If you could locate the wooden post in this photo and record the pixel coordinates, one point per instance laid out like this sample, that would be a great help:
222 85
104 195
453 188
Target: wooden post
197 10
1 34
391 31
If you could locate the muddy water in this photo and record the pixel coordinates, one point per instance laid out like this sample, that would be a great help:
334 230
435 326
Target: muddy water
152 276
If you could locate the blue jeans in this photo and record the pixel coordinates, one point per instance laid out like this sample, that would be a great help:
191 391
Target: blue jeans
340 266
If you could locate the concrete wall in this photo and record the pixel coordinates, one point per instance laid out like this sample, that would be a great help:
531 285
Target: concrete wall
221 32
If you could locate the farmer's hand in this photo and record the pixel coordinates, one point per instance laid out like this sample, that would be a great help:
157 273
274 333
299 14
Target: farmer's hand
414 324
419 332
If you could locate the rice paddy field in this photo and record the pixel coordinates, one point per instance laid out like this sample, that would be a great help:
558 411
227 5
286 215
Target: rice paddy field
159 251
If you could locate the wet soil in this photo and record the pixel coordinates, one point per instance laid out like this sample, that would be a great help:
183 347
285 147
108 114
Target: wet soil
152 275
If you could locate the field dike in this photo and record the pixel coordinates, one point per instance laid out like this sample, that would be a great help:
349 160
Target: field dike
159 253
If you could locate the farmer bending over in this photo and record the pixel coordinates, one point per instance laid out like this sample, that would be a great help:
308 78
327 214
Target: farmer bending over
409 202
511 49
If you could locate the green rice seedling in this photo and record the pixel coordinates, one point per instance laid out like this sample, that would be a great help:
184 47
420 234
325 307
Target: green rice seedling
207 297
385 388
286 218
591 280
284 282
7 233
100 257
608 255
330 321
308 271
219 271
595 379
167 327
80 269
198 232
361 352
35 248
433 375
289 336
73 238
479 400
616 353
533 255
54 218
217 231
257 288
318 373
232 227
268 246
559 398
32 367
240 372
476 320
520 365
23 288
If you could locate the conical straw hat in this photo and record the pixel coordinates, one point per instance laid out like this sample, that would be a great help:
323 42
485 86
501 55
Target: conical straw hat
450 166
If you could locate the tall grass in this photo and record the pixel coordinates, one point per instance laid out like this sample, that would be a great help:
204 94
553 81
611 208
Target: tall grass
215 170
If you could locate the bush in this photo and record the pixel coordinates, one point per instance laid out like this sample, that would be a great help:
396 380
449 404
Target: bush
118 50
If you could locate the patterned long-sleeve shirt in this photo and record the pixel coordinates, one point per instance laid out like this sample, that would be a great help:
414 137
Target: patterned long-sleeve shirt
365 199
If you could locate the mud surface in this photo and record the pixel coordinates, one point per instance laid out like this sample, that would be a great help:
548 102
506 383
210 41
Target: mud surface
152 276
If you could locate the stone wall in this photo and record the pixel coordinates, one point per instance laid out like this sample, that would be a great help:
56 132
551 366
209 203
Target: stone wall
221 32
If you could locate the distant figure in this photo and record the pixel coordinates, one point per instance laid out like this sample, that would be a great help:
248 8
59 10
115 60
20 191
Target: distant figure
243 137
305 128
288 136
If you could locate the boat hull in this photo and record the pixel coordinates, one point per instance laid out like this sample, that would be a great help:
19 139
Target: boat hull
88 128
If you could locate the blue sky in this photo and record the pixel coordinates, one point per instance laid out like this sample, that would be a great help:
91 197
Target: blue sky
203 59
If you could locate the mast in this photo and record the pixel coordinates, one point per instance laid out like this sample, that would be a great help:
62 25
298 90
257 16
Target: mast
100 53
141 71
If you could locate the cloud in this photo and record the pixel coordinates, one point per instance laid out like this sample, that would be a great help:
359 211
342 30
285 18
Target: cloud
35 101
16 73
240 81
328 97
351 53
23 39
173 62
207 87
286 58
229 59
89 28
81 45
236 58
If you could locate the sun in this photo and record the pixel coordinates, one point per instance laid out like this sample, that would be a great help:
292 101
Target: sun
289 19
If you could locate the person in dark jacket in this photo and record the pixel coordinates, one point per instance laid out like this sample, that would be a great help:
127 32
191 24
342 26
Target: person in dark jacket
+---+
◆ WHAT YOU SHOULD DO: Repeat all of the entries exactly.

◆ THE ANSWER:
If you could locate the wooden post in this photo and record the pixel coordinates, one point per instance laid out like this sample, that would be a great help:
222 85
104 195
453 188
Target: wooden post
197 10
1 34
391 31
If you could locate the muddy water in this photo and record the pixel coordinates, one point per instance laid out like this sample, that would be a great help:
334 230
435 326
Target: muddy water
152 276
If you could locate the blue jeans in this photo and record the pixel coordinates, one point per instance laid out like this sample, that would be a great help:
191 391
Target: blue jeans
340 266
If you could locate the concrete wall in this photo and record the pixel coordinates, one point per instance laid out like this sample, that would be a great help:
531 285
Target: concrete wall
221 32
If you could locate the farmer's hand in this photo and record the pixel coordinates, one point per instance laid out like this sample, that would be a great help:
157 273
274 333
299 14
Target: farmer's hand
414 324
419 332
If you could locate the rice paddy field in this photo and record the pixel coordinates, one point per instance laid out like this sample, that would be a great help:
558 411
227 5
286 215
Target: rice paddy field
159 251
If you could locate the wet soil in this photo and record the pixel coordinates, one point per instance laid out like this sample, that would be a great help:
183 347
285 147
108 114
Target: wet soil
152 275
If you could locate the field dike in this photo and record the pixel coordinates, one point per instance laid out like this sample, that would be a great help:
349 160
Target: field dike
159 253
If you could locate the farmer bending over in this photo and record the pixel coordinates, one point per instance laid out like this sample, that would be a great help:
308 78
327 214
Target: farmer bending over
409 202
511 49
If you could locate the green rice seedling in this photo and record the pixel coordinates, one point per instance laid out like this sample, that would be a great help:
184 47
420 234
325 307
Target: green rice seedling
207 297
385 388
286 218
591 280
284 282
7 233
100 257
608 255
330 321
308 271
219 271
595 379
167 327
80 269
198 232
361 352
35 248
433 375
289 336
73 238
479 400
616 353
533 255
54 218
217 231
257 288
318 373
232 227
268 246
559 398
32 367
240 372
476 320
520 365
23 288
If you could locate the conical straw hat in this photo and record the pixel coordinates, one point per instance laid out like this sample, that would be a great help:
323 42
485 86
501 55
Target: conical straw hat
450 166
If you could locate the tall grass in this photo and record the pixel coordinates, one point per instance laid out like this sample, that would be a great help:
204 94
553 81
611 208
Target: tall grass
215 170
If you could locate the bush in this photo and record the pixel coordinates, one point per instance laid out like this sample, that would be a great help:
396 380
449 404
Target: bush
118 50
If you could locate the patterned long-sleeve shirt in this photo and record the pixel coordinates, one point per instance laid out like this sample, that would be a great help:
414 137
Target: patterned long-sleeve shirt
365 199
If you could locate the mud surface in this photo and record the pixel coordinates, one point per instance laid out like this sample, that would be a great help:
548 102
506 383
210 41
Target: mud surface
152 276
If you could locate the stone wall in this photo and record the pixel coordinates, one point per instance laid out like this sample, that would be a great help:
56 132
551 366
209 203
Target: stone wall
221 32
If you could locate the distant figure in this photo and record the pixel coordinates, one point per instance laid out like this sample, that would be a great help:
248 8
59 10
115 60
20 191
Target: distant figure
243 137
305 128
288 136
If you could locate the boat hull in this photo and record the pixel coordinates, one point per instance laid out like this sample, that would be a great help:
19 139
Target: boat hull
88 128
If you could locate the blue sky in this photo and record the pixel coordinates, one point per instance laid out like this sample, that would be a great help:
91 197
Target: blue sky
203 59
If you could locate the mast in this photo and record the pixel coordinates, one point per instance laid out like this sample, that would be a great help:
62 25
298 90
257 16
Target: mast
100 53
141 71
If you could locate the cloud in this photo and record the pixel coordinates, one point per instance laid out like this sample, that would be a great help:
359 211
342 30
285 18
Target: cloud
35 101
16 73
240 81
328 97
351 53
23 39
173 62
207 87
286 58
229 59
89 28
81 45
236 58
If you could locate the sun in this photo and record the pixel coordinates, one point per instance laid out like this sample, that would be a great help:
292 101
Target: sun
289 19
If you could locate the person in dark jacket in this photo and record the pixel coordinates, one point per instance laid out like this sample, that would be a great help:
127 32
191 24
342 26
Target: person in dark jacket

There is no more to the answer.